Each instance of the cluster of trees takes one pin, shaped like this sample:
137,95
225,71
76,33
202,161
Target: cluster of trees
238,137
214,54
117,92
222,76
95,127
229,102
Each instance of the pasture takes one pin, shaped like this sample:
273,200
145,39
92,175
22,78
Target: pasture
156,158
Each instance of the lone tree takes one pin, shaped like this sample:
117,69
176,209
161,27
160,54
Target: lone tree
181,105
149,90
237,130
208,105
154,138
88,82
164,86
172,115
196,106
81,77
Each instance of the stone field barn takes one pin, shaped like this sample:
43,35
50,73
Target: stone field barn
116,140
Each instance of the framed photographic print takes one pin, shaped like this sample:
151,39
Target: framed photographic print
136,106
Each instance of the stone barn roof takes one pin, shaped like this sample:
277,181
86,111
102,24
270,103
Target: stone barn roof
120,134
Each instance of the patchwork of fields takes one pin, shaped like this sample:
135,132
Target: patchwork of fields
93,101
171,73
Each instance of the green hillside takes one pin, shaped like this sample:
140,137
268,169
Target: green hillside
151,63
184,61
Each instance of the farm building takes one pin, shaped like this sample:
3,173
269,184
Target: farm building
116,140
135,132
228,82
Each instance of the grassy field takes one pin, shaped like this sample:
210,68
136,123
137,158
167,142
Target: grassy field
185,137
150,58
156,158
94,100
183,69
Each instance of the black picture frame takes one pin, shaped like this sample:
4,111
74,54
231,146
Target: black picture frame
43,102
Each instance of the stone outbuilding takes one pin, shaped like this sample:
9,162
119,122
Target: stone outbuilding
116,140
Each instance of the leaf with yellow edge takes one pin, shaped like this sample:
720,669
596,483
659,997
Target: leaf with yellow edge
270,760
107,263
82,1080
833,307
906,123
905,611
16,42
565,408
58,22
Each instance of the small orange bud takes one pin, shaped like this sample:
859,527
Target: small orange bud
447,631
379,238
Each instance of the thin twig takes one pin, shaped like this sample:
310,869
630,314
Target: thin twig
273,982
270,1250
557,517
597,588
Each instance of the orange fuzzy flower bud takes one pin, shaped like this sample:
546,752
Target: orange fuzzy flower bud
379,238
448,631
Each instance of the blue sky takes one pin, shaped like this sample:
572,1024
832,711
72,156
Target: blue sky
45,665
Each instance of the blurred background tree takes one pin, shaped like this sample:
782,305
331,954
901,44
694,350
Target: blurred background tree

=-=-=

* [Problem description]: Give exactly the lines from the one with "Each instance of the grassy" to the end of the entries, nothing before them.

* [Reply to the exercise]:
Each instance of the grassy field takes one pin, shaped like this sample:
210,68
136,123
137,158
167,142
Target: grassy field
185,137
150,58
156,158
94,100
183,69
Each instance of the black picture frame takes one pin, shaped like this sample:
4,111
74,54
231,146
Target: black picture frame
43,102
Each instance of the stone outbuilding takes one pin, shaped like this sample:
9,162
119,122
Target: stone outbuilding
116,140
Each instance of the leaf with yellow edge takes one pin, shaped like this sample:
720,669
596,483
659,997
Target: leaf with yellow edge
270,760
107,263
82,1080
833,307
906,123
905,611
16,42
565,408
58,22
Each instance of the small orange bud takes one pin, shaped like this sample:
859,527
Target: small orange bud
447,631
379,238
Each instance of the thin twig takes one pin, shaped like this sample:
310,869
630,314
Target: thin twig
273,982
270,1250
557,517
597,588
Each instance of the orange fuzzy flower bud takes one pin, shaped like this sample:
546,752
Target: orange fuzzy flower bud
379,238
448,631
Each instance of the blue sky takes one pin, shaped like this sample:
572,1024
832,711
72,156
Target: blue sky
45,665
Each instance of the blurred background tree takes one pin, shaped like this sample:
782,305
331,954
901,44
694,350
Target: blurred background tree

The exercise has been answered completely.